Dataset excerpts:
--- START ---
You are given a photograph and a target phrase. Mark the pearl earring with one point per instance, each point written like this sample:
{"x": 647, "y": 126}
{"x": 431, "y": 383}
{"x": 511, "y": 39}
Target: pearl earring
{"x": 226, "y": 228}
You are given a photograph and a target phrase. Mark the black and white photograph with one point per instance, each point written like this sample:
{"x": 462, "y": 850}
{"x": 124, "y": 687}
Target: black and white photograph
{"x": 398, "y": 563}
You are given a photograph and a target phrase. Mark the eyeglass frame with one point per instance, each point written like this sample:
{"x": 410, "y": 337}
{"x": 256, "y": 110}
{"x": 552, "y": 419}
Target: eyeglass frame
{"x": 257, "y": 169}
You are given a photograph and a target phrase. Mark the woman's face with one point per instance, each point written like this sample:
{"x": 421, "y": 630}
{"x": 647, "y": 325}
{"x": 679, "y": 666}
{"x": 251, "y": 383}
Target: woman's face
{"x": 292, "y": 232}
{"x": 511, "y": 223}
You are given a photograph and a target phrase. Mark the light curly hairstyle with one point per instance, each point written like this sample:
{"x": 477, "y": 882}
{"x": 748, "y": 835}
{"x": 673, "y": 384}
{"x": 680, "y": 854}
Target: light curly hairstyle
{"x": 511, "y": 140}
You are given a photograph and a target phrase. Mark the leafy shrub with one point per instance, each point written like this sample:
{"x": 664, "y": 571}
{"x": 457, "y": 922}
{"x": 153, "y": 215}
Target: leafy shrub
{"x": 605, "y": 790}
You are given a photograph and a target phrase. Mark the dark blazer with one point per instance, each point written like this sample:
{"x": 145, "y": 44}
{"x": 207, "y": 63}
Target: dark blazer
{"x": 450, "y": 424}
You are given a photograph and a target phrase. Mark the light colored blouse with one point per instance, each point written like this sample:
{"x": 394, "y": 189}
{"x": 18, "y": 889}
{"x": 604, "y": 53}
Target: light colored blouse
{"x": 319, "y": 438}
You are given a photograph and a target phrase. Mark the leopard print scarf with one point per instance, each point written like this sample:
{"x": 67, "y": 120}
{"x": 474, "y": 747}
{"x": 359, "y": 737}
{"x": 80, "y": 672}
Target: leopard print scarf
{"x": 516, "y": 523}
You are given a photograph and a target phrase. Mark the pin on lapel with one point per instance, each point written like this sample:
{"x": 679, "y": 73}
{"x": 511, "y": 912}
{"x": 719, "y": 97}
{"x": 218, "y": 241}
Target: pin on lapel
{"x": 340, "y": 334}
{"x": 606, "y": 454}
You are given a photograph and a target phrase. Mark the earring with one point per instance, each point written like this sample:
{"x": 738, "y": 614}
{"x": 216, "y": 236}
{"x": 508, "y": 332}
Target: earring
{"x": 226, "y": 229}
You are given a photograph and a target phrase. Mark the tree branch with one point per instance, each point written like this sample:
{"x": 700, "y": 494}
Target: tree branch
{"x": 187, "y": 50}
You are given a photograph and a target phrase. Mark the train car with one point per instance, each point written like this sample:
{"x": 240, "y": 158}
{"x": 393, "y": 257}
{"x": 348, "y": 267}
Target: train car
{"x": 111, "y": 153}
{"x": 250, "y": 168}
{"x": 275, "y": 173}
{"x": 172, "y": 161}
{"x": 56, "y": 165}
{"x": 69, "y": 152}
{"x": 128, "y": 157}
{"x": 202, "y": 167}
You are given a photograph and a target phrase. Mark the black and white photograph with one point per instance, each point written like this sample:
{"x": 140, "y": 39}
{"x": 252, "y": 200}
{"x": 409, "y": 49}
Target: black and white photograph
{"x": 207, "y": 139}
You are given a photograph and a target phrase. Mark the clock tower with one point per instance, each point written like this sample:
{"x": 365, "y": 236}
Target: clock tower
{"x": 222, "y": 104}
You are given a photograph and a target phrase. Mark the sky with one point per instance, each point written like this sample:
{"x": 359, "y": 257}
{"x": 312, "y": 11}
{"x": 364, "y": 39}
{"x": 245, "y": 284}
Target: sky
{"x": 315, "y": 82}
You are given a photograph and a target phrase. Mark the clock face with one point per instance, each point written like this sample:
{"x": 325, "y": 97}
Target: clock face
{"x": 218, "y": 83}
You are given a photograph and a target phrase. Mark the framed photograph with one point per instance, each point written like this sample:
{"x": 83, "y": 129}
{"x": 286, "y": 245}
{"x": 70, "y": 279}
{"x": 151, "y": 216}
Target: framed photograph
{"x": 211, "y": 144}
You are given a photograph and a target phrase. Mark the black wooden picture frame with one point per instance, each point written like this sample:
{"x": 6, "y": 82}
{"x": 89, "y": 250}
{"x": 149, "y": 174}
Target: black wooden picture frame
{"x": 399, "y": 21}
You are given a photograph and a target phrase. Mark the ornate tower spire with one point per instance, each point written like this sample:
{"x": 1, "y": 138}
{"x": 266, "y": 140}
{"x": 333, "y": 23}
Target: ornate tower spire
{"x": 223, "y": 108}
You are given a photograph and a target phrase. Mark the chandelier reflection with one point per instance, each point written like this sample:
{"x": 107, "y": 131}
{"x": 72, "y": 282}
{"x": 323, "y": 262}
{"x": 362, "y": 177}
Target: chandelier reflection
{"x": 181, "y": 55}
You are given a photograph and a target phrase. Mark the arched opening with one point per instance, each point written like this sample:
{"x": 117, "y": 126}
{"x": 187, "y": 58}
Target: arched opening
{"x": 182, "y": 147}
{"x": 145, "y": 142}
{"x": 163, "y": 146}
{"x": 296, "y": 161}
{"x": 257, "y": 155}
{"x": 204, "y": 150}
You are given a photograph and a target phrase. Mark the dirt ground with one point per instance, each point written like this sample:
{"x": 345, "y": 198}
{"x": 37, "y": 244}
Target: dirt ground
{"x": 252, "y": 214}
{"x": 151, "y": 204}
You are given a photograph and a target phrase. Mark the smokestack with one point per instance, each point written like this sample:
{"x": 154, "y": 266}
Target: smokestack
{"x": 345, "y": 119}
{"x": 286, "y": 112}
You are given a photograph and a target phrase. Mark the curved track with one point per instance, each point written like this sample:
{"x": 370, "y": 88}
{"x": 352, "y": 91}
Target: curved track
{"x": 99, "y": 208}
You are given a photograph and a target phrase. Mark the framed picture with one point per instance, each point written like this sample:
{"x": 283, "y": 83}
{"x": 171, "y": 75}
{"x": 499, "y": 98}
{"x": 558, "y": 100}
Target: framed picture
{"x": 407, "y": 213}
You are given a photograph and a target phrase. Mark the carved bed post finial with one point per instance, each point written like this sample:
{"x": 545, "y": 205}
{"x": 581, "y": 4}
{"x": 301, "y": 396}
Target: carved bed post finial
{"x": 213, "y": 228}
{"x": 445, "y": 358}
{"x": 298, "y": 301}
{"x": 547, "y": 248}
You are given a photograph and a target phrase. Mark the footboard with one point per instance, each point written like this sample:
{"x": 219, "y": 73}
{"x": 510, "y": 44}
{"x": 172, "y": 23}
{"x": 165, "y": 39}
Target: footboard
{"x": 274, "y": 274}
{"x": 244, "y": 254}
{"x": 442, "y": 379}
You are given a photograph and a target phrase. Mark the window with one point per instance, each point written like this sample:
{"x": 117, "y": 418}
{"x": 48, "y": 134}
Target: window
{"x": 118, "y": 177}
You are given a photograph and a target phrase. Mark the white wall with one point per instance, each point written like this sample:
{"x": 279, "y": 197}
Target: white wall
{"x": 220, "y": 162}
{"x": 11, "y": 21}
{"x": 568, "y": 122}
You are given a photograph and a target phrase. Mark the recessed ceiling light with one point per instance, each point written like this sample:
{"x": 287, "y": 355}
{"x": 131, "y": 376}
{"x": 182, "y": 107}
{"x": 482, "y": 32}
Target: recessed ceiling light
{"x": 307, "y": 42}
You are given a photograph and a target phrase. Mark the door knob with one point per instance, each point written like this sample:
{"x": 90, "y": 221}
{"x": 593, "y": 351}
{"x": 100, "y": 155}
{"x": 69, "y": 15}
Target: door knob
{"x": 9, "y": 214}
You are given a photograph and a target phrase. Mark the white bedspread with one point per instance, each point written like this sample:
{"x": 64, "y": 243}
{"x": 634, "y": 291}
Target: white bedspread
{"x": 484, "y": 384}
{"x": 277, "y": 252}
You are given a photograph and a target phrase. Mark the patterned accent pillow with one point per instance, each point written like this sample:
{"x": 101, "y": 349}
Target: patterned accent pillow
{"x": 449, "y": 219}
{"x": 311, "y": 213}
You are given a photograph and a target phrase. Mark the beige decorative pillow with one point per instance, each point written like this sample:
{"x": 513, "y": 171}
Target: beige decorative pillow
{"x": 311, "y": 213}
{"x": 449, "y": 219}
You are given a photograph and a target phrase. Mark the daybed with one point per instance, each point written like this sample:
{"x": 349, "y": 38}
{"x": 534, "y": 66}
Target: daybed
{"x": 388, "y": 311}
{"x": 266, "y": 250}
--- END ---
• Exercise instructions: Where the records above contain a line with "Mark the footboard", repeat that line and each later line through the end, exactly, and nothing more.

• Worked solution:
You are given a photograph and a target phrase. Mark the footboard with one point per instance, each point written like this sample:
{"x": 219, "y": 73}
{"x": 510, "y": 44}
{"x": 172, "y": 23}
{"x": 165, "y": 39}
Target: footboard
{"x": 274, "y": 274}
{"x": 244, "y": 254}
{"x": 442, "y": 379}
You are given a photograph and a target phrase. Mark the window with one point per instance, each point written like this sample:
{"x": 117, "y": 418}
{"x": 48, "y": 134}
Target: window
{"x": 118, "y": 177}
You are given a photograph and a target phrase. Mark the white wall with one point per instance, each point written like this sample:
{"x": 279, "y": 197}
Target: white wall
{"x": 220, "y": 162}
{"x": 11, "y": 21}
{"x": 568, "y": 122}
You are given a photograph and a target phrase. Mark the recessed ceiling light with one point per instance, each point written like this sample:
{"x": 287, "y": 355}
{"x": 131, "y": 376}
{"x": 182, "y": 107}
{"x": 482, "y": 32}
Target: recessed ceiling light
{"x": 307, "y": 42}
You are given a photograph and a target phrase. Mark the door knob with one point per instance, each point written like this sample:
{"x": 90, "y": 221}
{"x": 593, "y": 351}
{"x": 100, "y": 155}
{"x": 69, "y": 15}
Target: door knob
{"x": 9, "y": 214}
You are given a photograph and a target phrase. Mark the white bedspread with one point per instance, each point written like this sample:
{"x": 64, "y": 243}
{"x": 634, "y": 291}
Target: white bedspread
{"x": 484, "y": 384}
{"x": 277, "y": 252}
You are given a photograph and a target phrase. Mark the patterned accent pillow with one point per instance, each point written like this sample:
{"x": 101, "y": 349}
Target: patterned accent pillow
{"x": 449, "y": 219}
{"x": 311, "y": 213}
You are given a photograph and a target phrase. Mark the beige decorative pillow with one point per instance, each point written like this sample:
{"x": 513, "y": 171}
Target: beige decorative pillow
{"x": 311, "y": 213}
{"x": 449, "y": 219}
You are given a photograph and a target phrase. Mark the daybed with one point per instance, each point written like this sample:
{"x": 349, "y": 38}
{"x": 534, "y": 66}
Target: daybed
{"x": 388, "y": 311}
{"x": 266, "y": 250}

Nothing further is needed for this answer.